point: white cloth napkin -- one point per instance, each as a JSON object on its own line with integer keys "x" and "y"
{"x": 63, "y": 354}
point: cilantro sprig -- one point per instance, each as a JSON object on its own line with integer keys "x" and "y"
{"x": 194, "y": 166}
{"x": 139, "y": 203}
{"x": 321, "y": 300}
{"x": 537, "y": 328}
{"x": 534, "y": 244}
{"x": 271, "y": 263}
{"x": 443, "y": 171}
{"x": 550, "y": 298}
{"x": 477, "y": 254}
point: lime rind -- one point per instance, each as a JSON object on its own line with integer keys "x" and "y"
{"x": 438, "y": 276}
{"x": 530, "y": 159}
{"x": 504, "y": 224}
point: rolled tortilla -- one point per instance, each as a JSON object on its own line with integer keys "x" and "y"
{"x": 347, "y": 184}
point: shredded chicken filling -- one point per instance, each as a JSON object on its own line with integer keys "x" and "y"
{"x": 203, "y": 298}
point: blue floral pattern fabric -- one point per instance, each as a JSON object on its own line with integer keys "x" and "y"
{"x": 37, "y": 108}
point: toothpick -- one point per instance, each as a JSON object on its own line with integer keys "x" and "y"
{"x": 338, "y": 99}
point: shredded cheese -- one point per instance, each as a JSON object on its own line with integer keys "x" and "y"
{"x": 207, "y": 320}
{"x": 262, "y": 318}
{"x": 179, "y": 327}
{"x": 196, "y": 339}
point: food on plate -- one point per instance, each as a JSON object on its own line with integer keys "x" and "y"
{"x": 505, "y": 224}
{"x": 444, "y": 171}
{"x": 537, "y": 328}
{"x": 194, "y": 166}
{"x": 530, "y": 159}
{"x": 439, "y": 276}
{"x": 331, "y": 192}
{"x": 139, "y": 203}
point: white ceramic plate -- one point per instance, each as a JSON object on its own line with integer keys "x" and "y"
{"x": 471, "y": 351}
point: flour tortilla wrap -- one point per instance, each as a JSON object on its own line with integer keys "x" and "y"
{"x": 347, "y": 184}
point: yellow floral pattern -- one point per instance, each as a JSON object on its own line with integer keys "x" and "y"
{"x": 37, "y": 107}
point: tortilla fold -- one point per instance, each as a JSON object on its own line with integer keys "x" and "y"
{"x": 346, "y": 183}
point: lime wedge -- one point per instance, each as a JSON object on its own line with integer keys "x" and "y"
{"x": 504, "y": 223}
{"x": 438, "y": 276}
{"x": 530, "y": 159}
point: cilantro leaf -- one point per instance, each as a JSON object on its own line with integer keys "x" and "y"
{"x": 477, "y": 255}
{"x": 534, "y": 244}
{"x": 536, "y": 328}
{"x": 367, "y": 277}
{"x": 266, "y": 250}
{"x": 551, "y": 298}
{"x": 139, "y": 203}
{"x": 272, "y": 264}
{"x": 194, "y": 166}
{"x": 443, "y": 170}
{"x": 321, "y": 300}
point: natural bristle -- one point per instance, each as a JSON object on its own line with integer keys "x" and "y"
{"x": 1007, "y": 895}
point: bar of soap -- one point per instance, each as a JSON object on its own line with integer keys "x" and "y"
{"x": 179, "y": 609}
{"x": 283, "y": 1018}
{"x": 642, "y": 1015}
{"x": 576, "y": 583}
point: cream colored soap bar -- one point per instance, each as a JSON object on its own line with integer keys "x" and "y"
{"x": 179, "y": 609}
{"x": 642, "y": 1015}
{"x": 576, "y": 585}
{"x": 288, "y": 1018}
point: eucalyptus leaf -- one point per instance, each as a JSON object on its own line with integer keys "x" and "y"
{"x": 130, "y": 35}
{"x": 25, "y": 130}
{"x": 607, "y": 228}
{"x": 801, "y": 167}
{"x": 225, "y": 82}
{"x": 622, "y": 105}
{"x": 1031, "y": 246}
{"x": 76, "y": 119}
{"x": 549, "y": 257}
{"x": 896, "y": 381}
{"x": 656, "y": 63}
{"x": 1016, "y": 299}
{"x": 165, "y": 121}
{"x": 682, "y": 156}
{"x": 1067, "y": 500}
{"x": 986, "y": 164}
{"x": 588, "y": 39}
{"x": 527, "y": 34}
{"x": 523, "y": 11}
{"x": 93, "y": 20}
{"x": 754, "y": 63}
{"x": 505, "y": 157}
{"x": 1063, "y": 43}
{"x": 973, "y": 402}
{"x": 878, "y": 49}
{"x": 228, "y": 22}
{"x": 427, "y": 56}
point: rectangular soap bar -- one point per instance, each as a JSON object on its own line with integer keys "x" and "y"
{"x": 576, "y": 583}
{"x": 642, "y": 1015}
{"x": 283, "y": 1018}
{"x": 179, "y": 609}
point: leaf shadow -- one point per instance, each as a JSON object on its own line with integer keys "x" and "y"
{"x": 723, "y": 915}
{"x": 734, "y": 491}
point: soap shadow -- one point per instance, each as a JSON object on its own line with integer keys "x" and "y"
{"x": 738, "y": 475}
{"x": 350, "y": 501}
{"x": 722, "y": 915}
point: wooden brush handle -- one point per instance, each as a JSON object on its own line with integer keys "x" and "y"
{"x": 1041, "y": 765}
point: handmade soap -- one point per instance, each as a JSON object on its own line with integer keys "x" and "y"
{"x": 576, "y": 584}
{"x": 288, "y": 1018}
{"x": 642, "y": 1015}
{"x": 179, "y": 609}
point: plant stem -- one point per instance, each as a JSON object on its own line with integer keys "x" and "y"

-----

Each entry is to be returned in full, character for character.

## Result
point: white cloth napkin -- one point per instance, each as a JSON object on its own line with integer keys "x" and "y"
{"x": 63, "y": 354}
point: cilantro sprig -- one point per instance, each as a JSON object on its own line with integer keys "x" and "y"
{"x": 194, "y": 166}
{"x": 139, "y": 203}
{"x": 321, "y": 300}
{"x": 537, "y": 328}
{"x": 534, "y": 244}
{"x": 271, "y": 263}
{"x": 443, "y": 171}
{"x": 550, "y": 298}
{"x": 477, "y": 254}
point: lime rind -- one point per instance, each as a JSON object on its own line with integer keys "x" and "y"
{"x": 438, "y": 276}
{"x": 530, "y": 159}
{"x": 504, "y": 224}
point: rolled tortilla -- one point per instance, each as a JSON object on its own line with integer keys "x" and "y"
{"x": 347, "y": 184}
point: shredded chicken filling -- one point per instance, each as a JSON object on its own line with integer keys "x" and "y"
{"x": 203, "y": 298}
point: blue floral pattern fabric -- one point per instance, each as a JSON object on its own line with integer keys "x" and "y"
{"x": 37, "y": 108}
point: toothpick -- one point per instance, each as a JSON object on its own line with integer keys "x" and "y"
{"x": 338, "y": 99}
point: shredded cheese -- one point per instance, each as a JSON object on its own line with integer keys "x" and "y"
{"x": 207, "y": 320}
{"x": 262, "y": 318}
{"x": 179, "y": 327}
{"x": 196, "y": 339}
point: food on plate -- one point per instance, each as a JSON object on its own line with integer keys "x" and "y"
{"x": 505, "y": 224}
{"x": 444, "y": 171}
{"x": 537, "y": 328}
{"x": 194, "y": 166}
{"x": 530, "y": 159}
{"x": 439, "y": 276}
{"x": 331, "y": 192}
{"x": 139, "y": 203}
point: white ceramic plate -- one point per instance, each as a JSON object on its own line with integer keys "x" and "y"
{"x": 471, "y": 351}
point: flour tortilla wrap -- one point per instance, each as a JSON object on its own line with integer keys "x" and "y"
{"x": 347, "y": 184}
point: yellow floral pattern -- one point per instance, each as a JSON object on its own line with integer keys "x" and "y"
{"x": 37, "y": 107}
point: tortilla fold -- one point per instance, each as a JSON object on its own line with integer keys "x" and "y"
{"x": 346, "y": 183}
point: lime wedge -- one point per instance, each as a JSON object on its own line with integer keys "x" and "y"
{"x": 504, "y": 223}
{"x": 438, "y": 276}
{"x": 530, "y": 159}
point: cilantro leaf -- one point per instance, each as a JSON object on its own line with integer keys "x" and "y"
{"x": 477, "y": 255}
{"x": 534, "y": 244}
{"x": 536, "y": 328}
{"x": 367, "y": 277}
{"x": 266, "y": 250}
{"x": 551, "y": 298}
{"x": 139, "y": 203}
{"x": 272, "y": 264}
{"x": 194, "y": 166}
{"x": 443, "y": 170}
{"x": 321, "y": 300}
point: natural bristle -- one point per instance, each as a JSON object on its own line with integer keys "x" and "y"
{"x": 1007, "y": 895}
point: bar of soap -- one point per instance, each as a JSON object on its own line with integer keys "x" and "y"
{"x": 179, "y": 609}
{"x": 283, "y": 1018}
{"x": 642, "y": 1015}
{"x": 576, "y": 583}
point: cream colored soap bar -- one point per instance, each as a JSON object on its own line with integer keys "x" and "y"
{"x": 179, "y": 609}
{"x": 642, "y": 1015}
{"x": 576, "y": 585}
{"x": 288, "y": 1018}
point: eucalyptus leaf -- one point per instance, each as a JSON object on its own line with integer keys "x" and "y"
{"x": 130, "y": 35}
{"x": 25, "y": 130}
{"x": 607, "y": 228}
{"x": 801, "y": 167}
{"x": 225, "y": 82}
{"x": 622, "y": 105}
{"x": 1031, "y": 246}
{"x": 76, "y": 119}
{"x": 549, "y": 257}
{"x": 896, "y": 381}
{"x": 656, "y": 63}
{"x": 1016, "y": 299}
{"x": 165, "y": 121}
{"x": 682, "y": 156}
{"x": 1067, "y": 500}
{"x": 986, "y": 164}
{"x": 588, "y": 39}
{"x": 527, "y": 34}
{"x": 523, "y": 11}
{"x": 93, "y": 20}
{"x": 754, "y": 63}
{"x": 505, "y": 157}
{"x": 1063, "y": 43}
{"x": 973, "y": 402}
{"x": 878, "y": 49}
{"x": 228, "y": 22}
{"x": 427, "y": 56}
point: rectangular soap bar -- one point per instance, each as a JSON object on its own line with integer keys "x" and "y"
{"x": 576, "y": 583}
{"x": 642, "y": 1015}
{"x": 283, "y": 1018}
{"x": 179, "y": 609}
point: leaf shadow -- one point per instance, each as a JSON object on its own line with integer keys "x" and "y"
{"x": 723, "y": 915}
{"x": 734, "y": 491}
point: soap shadow -- one point per instance, each as a JSON object on its own line with integer keys "x" and "y"
{"x": 738, "y": 475}
{"x": 350, "y": 501}
{"x": 722, "y": 915}
point: wooden brush handle -- one point per instance, each as a JSON object on its own line with integer keys "x" and "y"
{"x": 1041, "y": 765}
point: handmade soap -- one point per instance, each as a JSON object on its own line with integer keys "x" and "y"
{"x": 576, "y": 584}
{"x": 288, "y": 1018}
{"x": 642, "y": 1015}
{"x": 179, "y": 609}
point: plant stem -- one point per instance, each as a JSON object on its own line with integer keys "x" and "y"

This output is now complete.